* Challenge A *
Answer these questions using the passage on computational statistics and data analysis:
(i) According to the passage, what has happened to the computational aspect of the statistician's work as computing facilities have become more powerful?
(ii) What does statistical analysis use together with observational data to develop a model?
(iii) What have the advances in statistical theory over the past two centuries improved?
* Challenge B *
The passage on computational statistics and data analysis ends with three short sentences. List everything they say can now be done.
* Challenge C *
Write the next part of the passage on computational statistics and data analysis, starting right after its final sentence.

— START OF Text extract —

Next: 1.2 The Emergence of Up: 1. Computational Statistics: An Previous: 1. Computational Statistics: An

1.1 Computational Statistics and Data Analysis

To do data analysis is to do computing. Statisticians have always been heavy users of whatever computing facilities are available to them. As the computing facilities have become more powerful over the years, those facilities have obviously decreased the amount of effort the statistician must expend to do routine analyses. As the computing facilities have become more powerful, an opposite result has occurred, however; the computational aspect of the statistician's work has increased. This is because of paradigm shifts in statistical analysis that are enabled by the computer.

Statistical analysis involves use of observational data together with domain knowledge to develop a model to study and understand a data-generating process. The data analysis is used to refine the model or possibly to select a different model, to determine appropriate values for terms in the model, and to use the model to make inferences concerning the process. This has been the paradigm followed by statisticians for centuries. The advances in statistical theory over the past two centuries have not changed the paradigm, but they have improved the specific methods. The advances in computational power have enabled newer and more complicated statistical methods. Not only has the exponentially-increasing computational power allowed use of more detailed and better models, however, it has shifted the paradigm slightly. Many alternative views of the data can be examined. Many different models can be explored. Massive amounts of simulated data can be used to study the model/data possibilities.

— END OF Text extract —
— START OF Dataset rows —

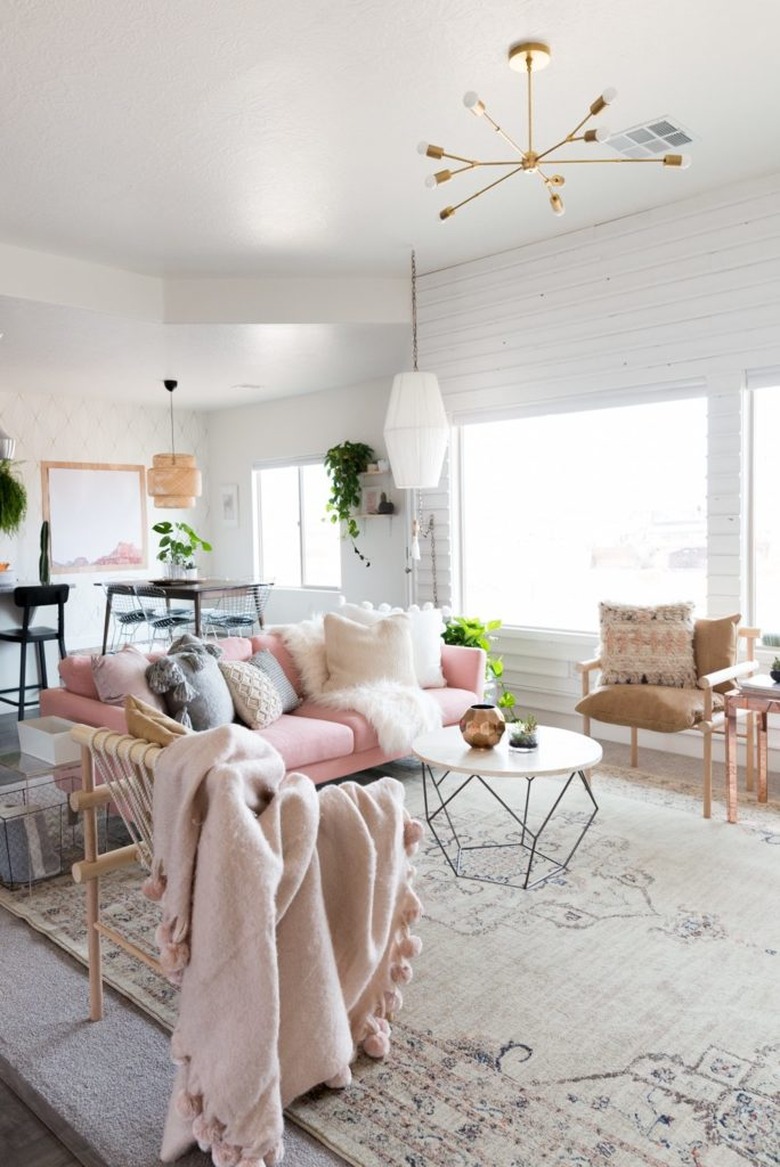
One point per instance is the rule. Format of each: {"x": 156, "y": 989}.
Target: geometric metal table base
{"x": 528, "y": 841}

— END OF Dataset rows —
— START OF Dataset rows —

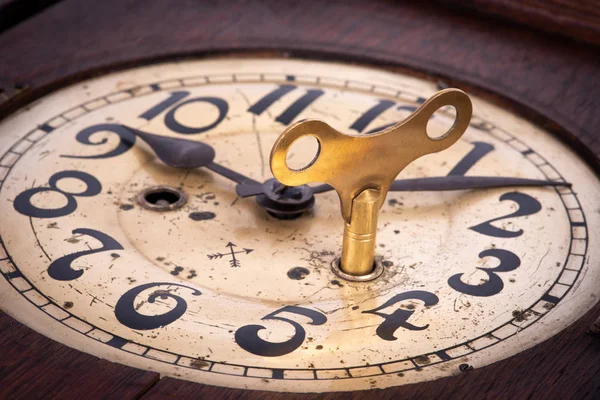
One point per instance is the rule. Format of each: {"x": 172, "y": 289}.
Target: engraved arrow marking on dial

— END OF Dataset rows —
— START OF Dataset rows —

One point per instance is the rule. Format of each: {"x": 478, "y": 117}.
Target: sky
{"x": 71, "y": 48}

— END OF Dataset rows —

* Output A *
(i) It has increased.
(ii) Domain knowledge.
(iii) The specific methods.

* Output B *
- Many alternative views of the data can be examined.
- Many different models can be explored.
- Massive amounts of simulated data can be used to study the model/data possibilities.

* Output C *
When exact models are mathematically intractable, approximate methods, which are often based on asymptotics, or methods based on estimated quantities must be employed. Advances in computational power and developments in theory have made computational inference a viable and useful alternative to the standard methods of asymptotic inference in traditional statistics. Computational inference is based on simulation of statistical models.

The ability to perform large numbers of computations almost instantaneously and to display graphical representations of results immediately has opened many new possibilities for statistical analysis. The hardware and software to perform these operations are readily available and are accessible to statisticians with no special expertise in computer science. This has resulted in a two-way feedback between statistical theory and statistical computing. The advances in statistical computing suggest new methods and development of supporting theory; conversely, the advances in theory and methods necessitate new computational methods.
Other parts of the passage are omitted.